> **Task instructions**
(1) Answer these from the Jure Grando legend:
(a) What did Grando do for a living?
(b) What was "štrigon" the local word for?
(c) In what year did Grando die?
(2) Reproduce the part of the Jure Grando legend starting at "Life was quiet" and ending at "assault or kill.".

> **Text block**
== Segment start ==

How Jure Grando Introduced The Epic Legend of the Vampire


Vampires are typically associated with gloomy, foreboding castles in Transylvania, but the original stories of the štrigoi are even older than Dracula and can be found in remote parts of Europe as well. In fact, one of the most chilling legends comes from Kringa, a small Istrian town in what is now modern-day Croatia. Within this Balkan state, there was once a man by the name of Jure Grando who became the first living person in history to ever be documented as a real vampire.


Life was quiet and conventional in this little town, and people all knew each other well. Although Grando was thought to be a somewhat nasty character, his wife was pleasant enough, and they appeared to live a quiet, ordinary life. He made a decent living as a stonecutter in the local quarry, and aside from the occasional rude run-in with neighbors, mostly kept to himself. While he was alive, anyway.


According to a 17th-century historian, the townspeople of Kringa believed in a type of vampire known as a štrigon which was the local word for demon or warlock. These creatures were thought to be sorcerers, who fed on human blood and wandered around in the darkest time of night, knocking on doors and silently creeping into houses looking for female victims to assault or kill.


So, when Jure Grando died in 1656 due to illness and was buried in the local cemetery, no one gave it much thought. But according to the legend, he did not want to stay buried and began appearing on the narrow cobblestone streets of the town at the darkest hours of the night. Neighbors reported hearing his shuffling feet outside their door and seeing his figure outside their window. And sometimes townspeople would hear three sharp knocks on their front door, a sign that something terrible was approaching. Anyone who heard these sounds in the dead of night could expect to attend the funeral of a family member that same week.

== Segment end ==

> **The data**
== Segment start ==

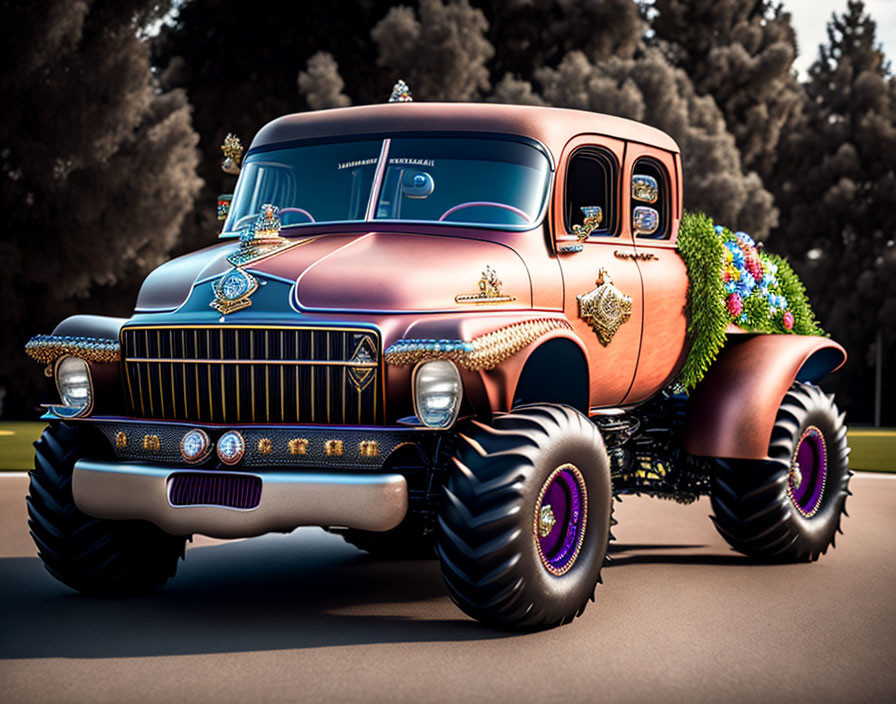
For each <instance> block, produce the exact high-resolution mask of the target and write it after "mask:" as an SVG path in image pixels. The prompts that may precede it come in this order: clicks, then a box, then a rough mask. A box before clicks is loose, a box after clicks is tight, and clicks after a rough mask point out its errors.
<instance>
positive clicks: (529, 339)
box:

== Segment end ==

> **Solutions by task**
(1)
(a) He was a stonecutter in the local quarry.
(b) Demon or warlock.
(c) 1656.

(2)
Life was quiet and conventional in this little town, and people all knew each other well. Although Grando was thought to be a somewhat nasty character, his wife was pleasant enough, and they appeared to live a quiet, ordinary life. He made a decent living as a stonecutter in the local quarry, and aside from the occasional rude run-in with neighbors, mostly kept to himself. While he was alive, anyway.


According to a 17th-century historian, the townspeople of Kringa believed in a type of vampire known as a štrigon which was the local word for demon or warlock. These creatures were thought to be sorcerers, who fed on human blood and wandered around in the darkest time of night, knocking on doors and silently creeping into houses looking for female victims to assault or kill.